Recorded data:
## start
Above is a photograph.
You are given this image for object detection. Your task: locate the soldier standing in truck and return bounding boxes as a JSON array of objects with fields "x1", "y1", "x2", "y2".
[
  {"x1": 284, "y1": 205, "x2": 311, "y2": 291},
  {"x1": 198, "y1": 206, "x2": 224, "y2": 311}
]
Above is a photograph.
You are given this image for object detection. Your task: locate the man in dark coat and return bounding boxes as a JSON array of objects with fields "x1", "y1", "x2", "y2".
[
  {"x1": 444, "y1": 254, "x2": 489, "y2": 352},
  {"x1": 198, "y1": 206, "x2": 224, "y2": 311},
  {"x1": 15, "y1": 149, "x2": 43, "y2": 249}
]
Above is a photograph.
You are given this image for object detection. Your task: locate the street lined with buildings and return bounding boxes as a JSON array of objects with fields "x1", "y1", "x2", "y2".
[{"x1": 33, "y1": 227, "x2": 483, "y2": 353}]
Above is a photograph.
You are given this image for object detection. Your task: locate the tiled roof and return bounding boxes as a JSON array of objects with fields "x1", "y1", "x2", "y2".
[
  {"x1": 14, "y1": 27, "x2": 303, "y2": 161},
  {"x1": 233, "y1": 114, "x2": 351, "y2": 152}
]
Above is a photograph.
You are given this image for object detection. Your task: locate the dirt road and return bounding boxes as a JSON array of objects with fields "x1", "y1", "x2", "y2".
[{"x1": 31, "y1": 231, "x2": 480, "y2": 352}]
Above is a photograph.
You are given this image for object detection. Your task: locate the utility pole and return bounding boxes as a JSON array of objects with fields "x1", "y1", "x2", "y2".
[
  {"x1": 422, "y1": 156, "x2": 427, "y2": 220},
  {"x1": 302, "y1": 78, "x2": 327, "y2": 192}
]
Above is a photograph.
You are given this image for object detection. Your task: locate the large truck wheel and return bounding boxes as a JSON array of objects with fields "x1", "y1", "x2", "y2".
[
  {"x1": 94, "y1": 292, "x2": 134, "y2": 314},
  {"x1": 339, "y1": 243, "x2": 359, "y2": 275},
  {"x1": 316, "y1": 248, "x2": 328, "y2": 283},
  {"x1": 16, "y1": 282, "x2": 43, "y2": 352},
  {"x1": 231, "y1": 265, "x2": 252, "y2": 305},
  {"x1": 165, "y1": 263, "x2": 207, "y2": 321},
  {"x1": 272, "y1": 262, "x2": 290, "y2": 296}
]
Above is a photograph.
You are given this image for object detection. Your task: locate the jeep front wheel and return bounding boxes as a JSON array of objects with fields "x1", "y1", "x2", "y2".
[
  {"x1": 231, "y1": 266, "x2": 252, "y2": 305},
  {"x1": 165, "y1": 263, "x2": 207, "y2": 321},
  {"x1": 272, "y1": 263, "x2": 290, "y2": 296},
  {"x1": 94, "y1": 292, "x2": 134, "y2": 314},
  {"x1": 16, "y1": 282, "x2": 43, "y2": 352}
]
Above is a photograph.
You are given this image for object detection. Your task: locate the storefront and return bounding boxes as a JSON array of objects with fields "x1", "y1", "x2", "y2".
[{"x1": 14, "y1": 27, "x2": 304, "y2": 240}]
## end
### SET TASK
Please locate each line in the material above that contains the word "wheel" and copy those lines out. Case counts.

### OUTPUT BELOW
You are given this image for object detection. Your task: locate the large truck wheel and return bounding boxes as a JSON array of objects with fields "x1", "y1", "x2", "y2".
You are given this image for object detection. Your task: locate the jeep front wheel and return bounding boxes as a JSON array of objects with fields "x1", "y1", "x2", "y2".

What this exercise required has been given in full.